==== Document extract

Google is broadening its AI model lineup to tackle critical challenges in the field. Today, the company introduced DataGemma, a suite of open-source, instruction-tuned models designed to reduce hallucinations—where large language models (LLMs) generate inaccurate responses—specifically in statistical queries.
Available on Hugging Face for research and academic purposes, these new models expand upon the existing Gemma family, utilizing extensive real-world data from Google's Data Commons platform. This public platform houses an open knowledge graph comprising over 240 billion data points sourced from reputable organizations across various sectors, including economics, science, and health.
Addressing Factual Hallucinations
LLMs have revolutionized technology, powering applications from code generation to customer support and optimizing resource use for enterprises. Despite their advancements, the issue of hallucinations—especially related to numerical and statistical data—persists.

========

- Tasks to carry out
- A) For each statement about the DataGemma article, answer yes or no according to whether it agrees with the article, and quote the article's deciding words: (i) the DataGemma models are offered on Hugging Face for commercial use; (ii) the Data Commons knowledge graph holds over 240 billion data points; (iii) the problem of hallucinations with numerical and statistical data has been solved.
- B) List every sector that the DataGemma article names as a source of the organizations behind the Data Commons data.
- C) Continue the DataGemma article from its last sentence.

==== Information

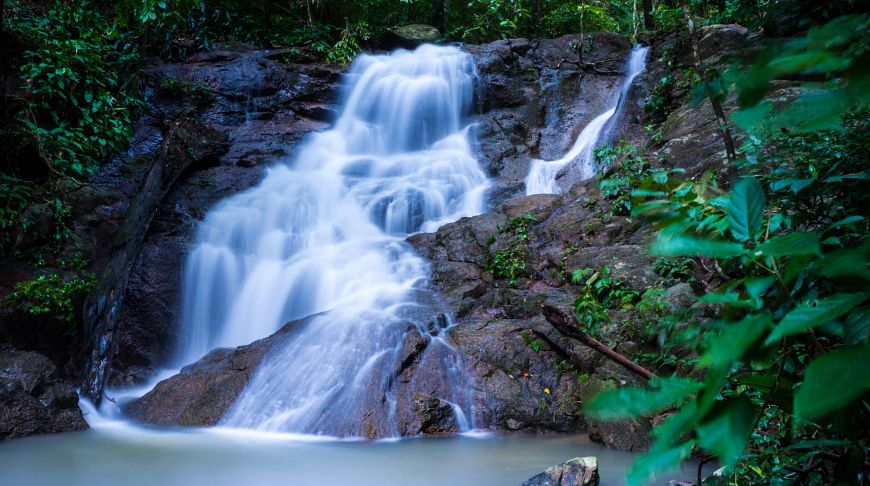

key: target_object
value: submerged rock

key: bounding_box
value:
[523,456,599,486]
[124,321,304,427]
[0,346,88,440]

========

- Responses per task
- A)
(i) No: "Available on Hugging Face for research and academic purposes"
(ii) Yes: "an open knowledge graph comprising over 240 billion data points"
(iii) No: "the issue of hallucinations—especially related to numerical and statistical data—persists"

- B) economics, science, health

- C)
According to Google researchers, factors contributing to this phenomenon include the probabilistic nature of LLM outputs and insufficient factual coverage in the training data. Traditional grounding techniques have struggled with statistical queries due to the varied schemas and formats in public data, requiring substantial context for accurate interpretation.
To bridge these gaps, researchers integrated Data Commons, one of the largest repositories of normalized public statistical data, with the Gemma family of language models, creating DataGemma.
Innovative Approaches for Enhanced Accuracy
DataGemma employs two distinct methods to improve factual accuracy:
1. Retrieval Interleaved Generation (RIG): This approach integrates factual accuracy by comparing the LLM's original output with relevant statistics from Data Commons. The refined LLM generates descriptive natural language queries that are converted into structured data queries, which retrieve statistically relevant answers, including citations.
2. Retrieval-Augmented Generation (RAG): This method enhances models by utilizing original statistical questions to extract relevant variables and form natural language queries directed at Data Commons. The extracted data, combined with the original question, is then used to prompt a long-context LLM (here, Gemini 1.5 Pro) for precise answer generation.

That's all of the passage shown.